• [EXERCISE DETAILS]
Repeat the entries beneath in their entirety, precisely as given.

• [INPUT FOR THIS TASK]
-------
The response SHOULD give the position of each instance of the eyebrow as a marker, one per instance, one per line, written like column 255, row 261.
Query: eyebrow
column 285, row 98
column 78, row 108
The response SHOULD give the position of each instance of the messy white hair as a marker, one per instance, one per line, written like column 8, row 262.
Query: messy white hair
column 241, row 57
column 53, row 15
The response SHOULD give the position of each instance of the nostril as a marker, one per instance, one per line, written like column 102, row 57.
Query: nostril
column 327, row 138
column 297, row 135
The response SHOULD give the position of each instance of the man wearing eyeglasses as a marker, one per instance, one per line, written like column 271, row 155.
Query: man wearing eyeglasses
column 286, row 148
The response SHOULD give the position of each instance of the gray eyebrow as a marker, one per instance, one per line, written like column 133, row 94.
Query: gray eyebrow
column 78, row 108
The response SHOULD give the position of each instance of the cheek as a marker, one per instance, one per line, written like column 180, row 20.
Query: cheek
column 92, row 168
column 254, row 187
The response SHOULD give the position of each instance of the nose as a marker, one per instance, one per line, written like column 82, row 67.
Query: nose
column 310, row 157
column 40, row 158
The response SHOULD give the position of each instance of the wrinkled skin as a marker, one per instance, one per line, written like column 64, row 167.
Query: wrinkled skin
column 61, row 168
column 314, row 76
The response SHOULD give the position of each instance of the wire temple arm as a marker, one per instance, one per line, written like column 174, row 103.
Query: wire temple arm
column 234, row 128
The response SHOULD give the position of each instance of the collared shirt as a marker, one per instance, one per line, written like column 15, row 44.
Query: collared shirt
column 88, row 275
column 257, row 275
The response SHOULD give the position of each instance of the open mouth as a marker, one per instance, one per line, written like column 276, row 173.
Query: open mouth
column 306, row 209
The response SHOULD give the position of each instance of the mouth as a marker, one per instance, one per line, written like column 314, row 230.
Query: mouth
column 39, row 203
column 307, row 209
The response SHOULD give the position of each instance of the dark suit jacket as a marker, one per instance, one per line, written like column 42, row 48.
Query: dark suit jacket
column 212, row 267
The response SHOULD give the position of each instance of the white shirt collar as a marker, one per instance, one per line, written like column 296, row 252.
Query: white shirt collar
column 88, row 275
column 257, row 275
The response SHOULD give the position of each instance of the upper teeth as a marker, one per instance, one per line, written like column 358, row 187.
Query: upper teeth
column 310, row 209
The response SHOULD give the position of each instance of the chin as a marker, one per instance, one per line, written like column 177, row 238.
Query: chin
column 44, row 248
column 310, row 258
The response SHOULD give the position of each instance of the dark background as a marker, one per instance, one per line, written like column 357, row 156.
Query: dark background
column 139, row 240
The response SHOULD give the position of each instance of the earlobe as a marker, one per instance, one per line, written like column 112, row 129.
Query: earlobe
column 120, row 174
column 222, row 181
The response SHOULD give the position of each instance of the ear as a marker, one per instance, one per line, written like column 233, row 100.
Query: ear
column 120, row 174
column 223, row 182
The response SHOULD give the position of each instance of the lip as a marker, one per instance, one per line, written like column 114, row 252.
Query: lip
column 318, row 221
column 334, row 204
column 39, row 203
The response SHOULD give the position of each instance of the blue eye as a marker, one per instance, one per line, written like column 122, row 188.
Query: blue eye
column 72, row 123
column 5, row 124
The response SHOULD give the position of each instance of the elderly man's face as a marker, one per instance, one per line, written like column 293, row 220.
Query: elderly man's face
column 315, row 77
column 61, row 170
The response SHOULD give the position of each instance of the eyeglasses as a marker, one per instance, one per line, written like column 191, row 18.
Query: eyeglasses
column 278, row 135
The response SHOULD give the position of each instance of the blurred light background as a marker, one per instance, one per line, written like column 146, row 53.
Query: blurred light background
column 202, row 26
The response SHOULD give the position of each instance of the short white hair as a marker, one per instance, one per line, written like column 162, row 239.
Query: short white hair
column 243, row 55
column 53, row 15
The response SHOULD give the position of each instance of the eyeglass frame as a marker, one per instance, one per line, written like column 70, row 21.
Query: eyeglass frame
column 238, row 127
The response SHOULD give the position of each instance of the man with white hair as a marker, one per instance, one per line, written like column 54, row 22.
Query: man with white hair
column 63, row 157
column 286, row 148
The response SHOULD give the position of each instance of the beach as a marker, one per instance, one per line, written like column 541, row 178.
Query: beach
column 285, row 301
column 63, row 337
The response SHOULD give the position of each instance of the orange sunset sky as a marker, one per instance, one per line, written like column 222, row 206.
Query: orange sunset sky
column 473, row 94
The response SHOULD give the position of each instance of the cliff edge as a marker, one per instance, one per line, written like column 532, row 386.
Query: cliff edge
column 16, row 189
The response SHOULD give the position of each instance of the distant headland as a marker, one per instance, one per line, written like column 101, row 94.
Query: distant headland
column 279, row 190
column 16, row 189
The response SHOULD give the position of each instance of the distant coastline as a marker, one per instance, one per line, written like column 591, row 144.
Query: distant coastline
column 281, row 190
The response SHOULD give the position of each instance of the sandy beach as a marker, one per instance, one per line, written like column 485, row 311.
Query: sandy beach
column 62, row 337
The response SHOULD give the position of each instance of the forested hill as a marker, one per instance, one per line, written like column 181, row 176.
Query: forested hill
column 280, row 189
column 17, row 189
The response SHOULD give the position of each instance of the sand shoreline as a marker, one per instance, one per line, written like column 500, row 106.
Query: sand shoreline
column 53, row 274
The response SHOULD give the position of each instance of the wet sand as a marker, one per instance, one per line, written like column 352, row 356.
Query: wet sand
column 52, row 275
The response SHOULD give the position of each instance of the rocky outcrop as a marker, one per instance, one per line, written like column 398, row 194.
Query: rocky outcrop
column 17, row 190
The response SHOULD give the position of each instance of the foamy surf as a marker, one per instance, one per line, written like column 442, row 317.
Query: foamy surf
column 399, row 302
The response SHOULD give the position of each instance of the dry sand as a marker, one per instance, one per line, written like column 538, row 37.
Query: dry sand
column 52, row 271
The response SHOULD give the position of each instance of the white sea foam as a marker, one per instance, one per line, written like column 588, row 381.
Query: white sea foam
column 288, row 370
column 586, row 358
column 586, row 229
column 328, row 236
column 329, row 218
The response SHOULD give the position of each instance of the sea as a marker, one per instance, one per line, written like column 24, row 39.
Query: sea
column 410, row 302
-------
• [WRITTEN SOLUTION]
The response SHOULD give the position of each instance of the eyebrow as a marker, one per instance, one per line, written like column 255, row 261.
Query: eyebrow
column 285, row 98
column 78, row 108
The response SHOULD give the position of each instance of the messy white hair as a marker, one per instance, one per line, written like column 8, row 262.
Query: messy white hair
column 241, row 57
column 53, row 15
The response SHOULD give the position of each instance of the nostril as a marker, one per instance, one per line, written like column 102, row 57.
Query: nostril
column 327, row 138
column 297, row 135
The response SHOULD give the position of each instance of the man wearing eyeglasses as a marker, one per instance, one per line, written like column 271, row 155.
Query: man wearing eyeglasses
column 286, row 148
The response SHOULD give the position of each instance of the gray eyebrow as a marker, one per instance, one per line, written like column 133, row 94.
Query: gray eyebrow
column 78, row 108
The response SHOULD give the position of each instance of the cheek as a marker, one per instance, one per line, written like column 180, row 20.
Query: cheek
column 92, row 168
column 254, row 187
The response SHOULD give the position of each instance of the nose as a marker, one per instance, one per line, written like column 82, row 67.
Query: nose
column 310, row 157
column 40, row 158
The response SHOULD give the position of each instance of the wrinkled skin as a marker, one per instance, one per line, written like column 64, row 167.
Query: wrinkled skin
column 61, row 168
column 314, row 76
The response SHOULD give the position of each instance of the wire temple arm as a marker, one per instance, one per line, written like column 174, row 103.
Query: wire temple arm
column 234, row 128
The response SHOULD give the position of each instance of the collared shirt as a marker, one per instance, one per line, written like column 15, row 44.
Query: collared shirt
column 88, row 275
column 257, row 275
The response SHOULD give the position of each instance of the open mouth as a marker, one per instance, one per line, written like column 276, row 173.
Query: open mouth
column 306, row 209
The response SHOULD give the position of each instance of the mouth as a marker, one per instance, one per line, written like column 314, row 230.
Query: mouth
column 39, row 203
column 307, row 209
The response SHOULD give the position of each instance of the dark suit jacket as a marker, one per instance, one per line, written like column 42, row 48.
Query: dark suit jacket
column 212, row 267
The response SHOULD give the position of each instance of the white shirt collar as a marker, one per instance, one per line, written like column 296, row 252.
Query: white shirt collar
column 88, row 275
column 257, row 275
The response SHOULD give the position of each instance of the upper teeth as a marker, one per instance, one per line, written like column 358, row 187.
Query: upper teeth
column 310, row 209
The response SHOULD give the position of each instance of the chin as a marker, one per instance, one per line, written like column 177, row 238.
Query: chin
column 44, row 248
column 310, row 258
The response SHOULD give the position of each instance of the dark background as a marker, one per instance, one per line, written like column 357, row 156.
Query: dark background
column 139, row 240
The response SHOULD give the position of each instance of the earlobe as a marker, one per instance, one per line, written like column 112, row 129.
Query: earlobe
column 120, row 174
column 222, row 181
The response SHOULD give the position of each instance of the ear as a marker, one per instance, one per line, written like column 233, row 100.
Query: ear
column 120, row 174
column 223, row 182
The response SHOULD give the position of each instance of the lip as a marker, one per instance, one per line, written like column 114, row 252.
Query: lip
column 318, row 221
column 334, row 204
column 39, row 203
The response SHOULD give the position of each instance of the blue eye as a marker, one per instance, one per line, written like column 122, row 188.
Query: blue eye
column 72, row 123
column 5, row 124
The response SHOULD give the position of each instance of the elderly man's face as a marker, one per instance, one per line, written like column 293, row 220.
Query: elderly man's face
column 315, row 77
column 61, row 170
The response SHOULD give the position of each instance of the eyeglasses as a marker, one per instance, one per line, written like column 191, row 18.
Query: eyeglasses
column 278, row 135
The response SHOULD give the position of each instance of the blurred light background as a marker, one per instance, one per line, written like column 146, row 53.
Query: blurred light background
column 202, row 26
The response SHOULD give the position of each instance of the short white hair as a marker, one per instance, one per line, written like column 162, row 239.
Query: short white hair
column 243, row 55
column 53, row 15
The response SHOULD give the position of each instance of the eyeglass frame as a marker, one per instance, one per line, written like column 70, row 21.
Query: eyeglass frame
column 238, row 127
The response SHOULD give the position of each instance of the man with white hair as a marker, one per instance, one per line, written like column 54, row 22.
Query: man with white hair
column 63, row 157
column 286, row 148
The response SHOULD give the position of each instance of the beach as a marker, one per instance, one per line, written like column 541, row 178.
Query: beach
column 285, row 301
column 63, row 337
The response SHOULD give the position of each instance of the orange sunset sky as a marker, one per instance, one per line, written like column 222, row 206.
Query: orange sunset sky
column 473, row 94
The response SHOULD give the position of each instance of the cliff edge as a marker, one per instance, one per line, written like column 532, row 386.
Query: cliff edge
column 16, row 189
The response SHOULD give the position of each instance of the distant headland as a marker, one per instance, one per line, written like column 101, row 94.
Query: distant headland
column 279, row 190
column 16, row 189
The response SHOULD give the position of each instance of the distant coastline as a marker, one per instance, one per line, written like column 591, row 144.
Query: distant coastline
column 281, row 190
The response SHOULD give the position of each instance of the sandy beach as a marker, one per instance, one per line, written like column 485, row 311.
Query: sandy beach
column 62, row 337
The response SHOULD give the position of each instance of the forested hill as a marker, one per instance, one per line, written like column 181, row 176.
Query: forested hill
column 280, row 189
column 17, row 189
The response SHOULD give the position of each instance of the sand shoreline as a marker, one per instance, one per line, written like column 500, row 106.
Query: sand shoreline
column 53, row 274
The response SHOULD give the position of each instance of the wet sand as a marker, one per instance, one per line, written like column 352, row 356.
Query: wet sand
column 52, row 275
The response SHOULD give the position of each instance of the rocky outcrop as a marker, one per instance, one per line, written like column 398, row 194.
Query: rocky outcrop
column 17, row 190
The response SHOULD give the position of each instance of the foamy surf as a marker, one per instance, one per line, written like column 442, row 317.
Query: foamy surf
column 399, row 302
The response SHOULD give the position of each instance of the dry sand as a marker, one per instance, one per line, written like column 538, row 37.
Query: dry sand
column 52, row 271
The response SHOULD give the position of each instance of the white sea foam as a marker, one per instance, one per line, written like column 588, row 381.
Query: white sea foam
column 288, row 370
column 586, row 358
column 586, row 229
column 328, row 236
column 329, row 218
The response SHOULD give the position of each instance of the sea as a marker, one per instance, one per line, written like column 24, row 39.
Query: sea
column 410, row 302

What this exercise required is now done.